*** GIVEN TEXT ***

‘Justice and closure.’ How a team of retired investigators is helping solve GA cold cases
A group of retired GBI agents has returned to work in their free time to help solve more than 530 cold cases statewide dating back to the 1970s.
In 2020 retired agent Chris Tolbert returned to the GBI to assemble the group of former agents. The team consists of two trios and Tolbert, who takes a final look at each case before recommending it to the local GBI office.
Vic Reynolds, the director of the GBI, was able to carve out enough in its budget to fund the unit.
“The state and the GBI itself has always had an aversion to using retired folks to do anything,” Tolbert said. “Vic (Reynolds) looked at it differently. He wanted to bring back all of their experience and expertise.”
The team became fully operational in early 2021 and has since worked three cases leading to one indictment in a cold case dating back to the ‘80s near Columbus. The unit has veterans like Gary Rothwell — who was in charge of the Tara Grinstead investigation — who all bring decades of experience investigating crimes.
“Between the seven of us, we have probably got 200 years of experience,” Tolbert said. “The other part is having a fresh set of eyes on a case. They don’t have preconceived thoughts on a case. They are just looking at it on its face. It allows you to think outside of the box.”
Good old-fashioned investigative work
The cold case unit started by reaching out to the 15 regional offices and asking for two cases from each. As a result, the unit received 30 cases to start and hopes to add more in the future.
Tolbert hopes to expand the program to review more cases. The GBI is working to increase the resources and size of the team to look at more cases more quickly.
The original plan was for each team to work a case for about a month, with each investigator looking at it before making recommendations and moving on to the next case.
It hasn’t quite worked that way. The team with veteran Rothwell on it started its first case in February 2021 and hasn’t started a second case yet.
The team hasn’t been unable to move on due to success. On March 28, a grand jury indicted 64-year-old Marcellus McCluster in the 1982 murder of a former Fort Benning soldier René Dawn Blackmore.
“It was not one of those things with the sexy stuff like DNA or anything like that,” Tolbert said. “It was good old-fashioned investigative work that got it where it needed to be.”
Blackmore, an Arizona native, was a United States Army private stationed in Columbus. She disappeared on the way back to the barracks. In May 1982, her belongings were found on a roadside in Cusseta before investigators found her remains on a logging road in June of that year.
Investigators identified McCluster as a suspect early on in the investigation but it stalled out. The Blackmore case is a prime example of why the cold case unit was formed.
Pushing cold cases forward
The GBI works an average of 140-150 cases a year and only about two or three go cold each year, Tolbert said. But those add up over time. Active investigators are supposed to work cold cases regularly in addition to the new cases that come in.

*** End of GIVEN TEXT ***
*** SOURCE INFORMATION ***

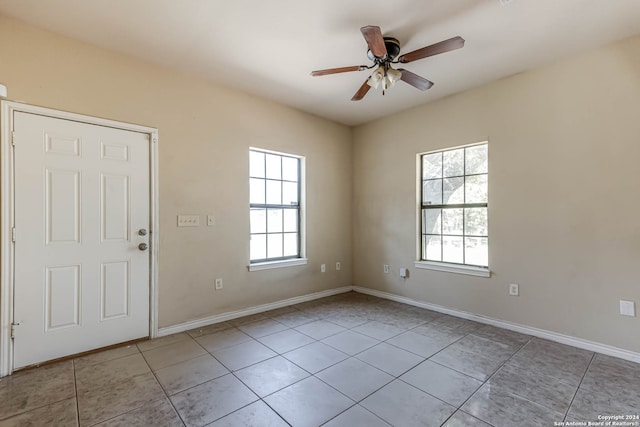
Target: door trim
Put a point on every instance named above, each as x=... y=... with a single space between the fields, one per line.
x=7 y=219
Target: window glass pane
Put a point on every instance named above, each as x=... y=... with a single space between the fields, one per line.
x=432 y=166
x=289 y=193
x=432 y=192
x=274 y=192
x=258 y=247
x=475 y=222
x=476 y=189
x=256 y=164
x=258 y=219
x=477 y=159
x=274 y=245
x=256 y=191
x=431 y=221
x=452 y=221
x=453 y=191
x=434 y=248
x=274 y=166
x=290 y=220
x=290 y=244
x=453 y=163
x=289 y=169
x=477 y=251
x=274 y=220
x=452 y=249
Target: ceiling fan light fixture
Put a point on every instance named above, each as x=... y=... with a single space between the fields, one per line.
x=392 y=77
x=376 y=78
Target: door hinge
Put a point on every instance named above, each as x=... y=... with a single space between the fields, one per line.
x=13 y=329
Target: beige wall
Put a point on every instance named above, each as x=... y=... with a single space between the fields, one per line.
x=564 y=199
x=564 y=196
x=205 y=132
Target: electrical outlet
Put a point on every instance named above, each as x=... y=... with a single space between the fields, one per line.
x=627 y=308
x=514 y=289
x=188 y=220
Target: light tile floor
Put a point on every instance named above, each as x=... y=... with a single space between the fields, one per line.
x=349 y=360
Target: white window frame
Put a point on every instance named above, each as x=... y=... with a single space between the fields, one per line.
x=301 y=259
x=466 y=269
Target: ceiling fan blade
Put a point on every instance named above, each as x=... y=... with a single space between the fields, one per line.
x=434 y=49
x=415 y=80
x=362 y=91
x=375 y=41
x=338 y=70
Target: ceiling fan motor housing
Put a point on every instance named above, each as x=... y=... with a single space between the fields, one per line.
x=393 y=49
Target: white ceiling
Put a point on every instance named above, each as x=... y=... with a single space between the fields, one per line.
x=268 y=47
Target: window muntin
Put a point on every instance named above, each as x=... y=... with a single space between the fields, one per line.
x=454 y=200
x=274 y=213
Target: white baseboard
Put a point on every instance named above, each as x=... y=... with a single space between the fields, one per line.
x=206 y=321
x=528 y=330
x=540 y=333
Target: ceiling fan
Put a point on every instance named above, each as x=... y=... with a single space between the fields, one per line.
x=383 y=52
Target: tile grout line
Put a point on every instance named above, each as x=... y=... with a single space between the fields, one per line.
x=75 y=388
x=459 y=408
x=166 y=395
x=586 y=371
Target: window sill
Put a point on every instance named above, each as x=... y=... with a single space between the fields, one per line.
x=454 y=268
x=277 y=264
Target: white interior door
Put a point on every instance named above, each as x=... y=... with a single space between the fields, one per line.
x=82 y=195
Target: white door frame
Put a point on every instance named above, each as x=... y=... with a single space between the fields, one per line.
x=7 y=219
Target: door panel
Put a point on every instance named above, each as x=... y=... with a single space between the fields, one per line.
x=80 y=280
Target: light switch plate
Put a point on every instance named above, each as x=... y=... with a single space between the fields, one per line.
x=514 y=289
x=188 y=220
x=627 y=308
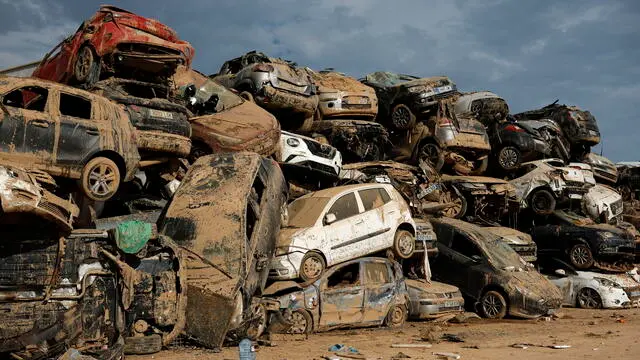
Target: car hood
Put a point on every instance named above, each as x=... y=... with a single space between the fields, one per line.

*** End of SOURCE INFORMATION ***

*PROMPT 1*:
Answer these questions using the article on the GBI cold case unit:
(a) In what year did Chris Tolbert return to the GBI to assemble the group of former agents?
(b) How many cases did the unit receive to start?
(c) Where were René Dawn Blackmore's remains found?
*PROMPT 2*: Pick up the article on the GBI cold case unit after its last sentence and continue it.

*REPLY 1*:
(a) 2020
(b) 30 cases
(c) On a logging road, in June 1982

*REPLY 2*:
The new unit allows for an investigator to step in and lighten that load. It also makes sure these cold cases get pushed forward on a more regular basis.
In addition to the Blackmore case, the new unit has made significant progress on another case. Tolbert was unable to reveal what the case was but did provide some details on what the second team has been able to do.
The case now sits on Tolbert’s desk: three bankers’ boxes full of information the three-person team has poured over to find a break in the case. Tolbert said the team identified a person of interest who was never investigated but, without a doubt, had access to the scene.
“There were probably 140 suspects in that case,” Tolbert said. “They’ve identified a person in this particular case that was never looked at 25 years ago…it is pretty significant to find someone that was never looked at.”
Cases like this and Blackmore’s have haunted investigators for decades, and that’s part of why Tolbert and his crew have returned to the GBI instead of retreating to golf courses and retirement communities. Instead, they choose to work cases for around $3 an hour.
“They have all had those cases that haunted them,” Tolbert said. “They do it because they want to bring closure to the families and bring justice to the perpetrators.”
Most rewarding feeling in the world
The unit’s efforts haven’t gone unnoticed. Donna Reitman, Blackmore’s mother, told the Ledger-Enquirer that she appreciates the unit’s dedication to solving her daughter’s case.
“I have lived these 40 years always feeling the pain her absence causes,” Reitman said. “And believing no one outside of her family and friends even cared. It is with a grateful heart that on March 28, 2022, this belief was shown to be untrue.”
Tolbert hopes Blackmore’s case is the first in a line of many that his unit is able to help solve. He said he is amazed at the dedication of the retired agents.
“Honestly, I am proud of the GBI. I have worked with them for 33 years and I got to say that although you have bad days, it is the most rewarding career in the world,” Tolbert said. “When you solve that homicide, where a family has lost somebody, that is the biggest, most rewarding feeling in the world.”